What this task involves:
Render all of the records below as a JSON list of strings, one string per line. Skip blank lines and leave out the pictures.
Begin Records for this task
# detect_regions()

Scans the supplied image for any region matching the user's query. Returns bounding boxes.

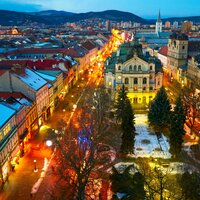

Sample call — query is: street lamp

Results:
[33,160,38,172]
[46,140,53,147]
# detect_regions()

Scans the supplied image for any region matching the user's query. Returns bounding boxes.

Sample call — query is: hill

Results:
[0,10,148,26]
[0,10,48,26]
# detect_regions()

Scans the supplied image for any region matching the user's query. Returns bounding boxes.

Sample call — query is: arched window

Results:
[143,78,147,84]
[125,78,129,84]
[134,78,138,84]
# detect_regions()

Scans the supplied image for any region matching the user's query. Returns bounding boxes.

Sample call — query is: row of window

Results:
[118,65,153,71]
[0,134,18,163]
[124,78,147,84]
[126,86,153,91]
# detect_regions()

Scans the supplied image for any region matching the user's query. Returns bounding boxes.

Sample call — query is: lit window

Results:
[125,78,129,84]
[134,78,138,84]
[143,78,147,84]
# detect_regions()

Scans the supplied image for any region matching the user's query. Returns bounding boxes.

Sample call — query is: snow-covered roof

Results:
[14,68,47,91]
[17,98,32,107]
[36,71,56,81]
[0,103,16,128]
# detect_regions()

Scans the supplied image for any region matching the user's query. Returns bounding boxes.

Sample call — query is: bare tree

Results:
[46,90,115,200]
[137,159,182,200]
[183,92,200,134]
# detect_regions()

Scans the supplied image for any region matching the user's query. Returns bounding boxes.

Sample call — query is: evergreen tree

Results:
[110,165,145,200]
[116,85,135,154]
[115,85,128,120]
[170,96,185,157]
[121,99,135,154]
[148,87,171,128]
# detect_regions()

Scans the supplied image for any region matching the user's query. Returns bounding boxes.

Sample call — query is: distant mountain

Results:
[0,10,200,26]
[0,10,148,25]
[69,10,147,24]
[0,10,48,26]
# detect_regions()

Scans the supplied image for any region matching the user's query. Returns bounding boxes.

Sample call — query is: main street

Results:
[0,28,123,200]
End Records for this task
Final result:
[
  "# detect_regions()",
  "Scans the supplied image for any region matching the user's query. Returns bounding boxes.",
  "Sample call — query is: street lamp",
  "Results:",
  "[33,160,38,172]",
  "[46,140,53,147]",
  "# detect_regions()",
  "Scans the supplied image for any region matching the user's query. Returns bounding boxes.",
  "Sample call — query is: hill",
  "Results:",
  "[0,10,148,26]",
  "[0,10,48,26]",
  "# detect_regions()",
  "Scans the supplied image for any region matching the user's query. Returns bounding boxes.",
  "Sample call — query is: arched window",
  "Results:",
  "[143,78,147,84]",
  "[125,78,129,84]",
  "[134,78,138,84]",
  "# detect_regions()",
  "Scans the supplied image for any region matching the user's query. Returns bounding boxes.",
  "Sample call — query is: row of window",
  "Results:",
  "[118,65,153,71]",
  "[0,134,18,163]",
  "[124,78,147,84]",
  "[126,86,153,91]",
  "# detect_regions()",
  "Scans the supplied image for any region matching the user's query. Returns bounding boxes.",
  "Sample call — query is: lit window",
  "Results:",
  "[125,78,129,84]",
  "[134,78,138,84]",
  "[143,78,147,84]",
  "# detect_regions()",
  "Scans the supplied image for any region matching the user's query. Returns bounding boxes.",
  "Sample call — query is: snow-covered roof",
  "Results:",
  "[14,68,47,91]",
  "[17,98,32,107]",
  "[36,71,56,81]",
  "[0,103,16,128]",
  "# detect_regions()",
  "Scans the supplied image for any region matching the user's query. Returns bounding boxes.",
  "Sample call — query is: bare tree",
  "Results:",
  "[46,90,115,200]",
  "[137,159,182,200]",
  "[183,92,200,134]",
  "# detect_regions()",
  "Scans the supplied image for any region matching the user's query. Returns bounding boxes.",
  "Sample call — query is: evergreen tree",
  "Results:",
  "[110,165,145,200]",
  "[116,85,135,154]",
  "[115,85,128,120]",
  "[170,96,185,157]",
  "[121,99,135,154]",
  "[148,87,171,128]",
  "# detect_regions()",
  "Scans the supplied image for any region matching the user's query. Returns bounding boxes.",
  "Sample call — query is: distant mountain",
  "Results:",
  "[0,10,200,26]",
  "[0,10,148,25]",
  "[69,10,147,24]",
  "[0,10,48,26]",
  "# detect_regions()",
  "Scans the supplied image for any region matching the user's query. Returns bounding boxes.",
  "Sample call — query is: main street",
  "Results:",
  "[0,28,123,200]"
]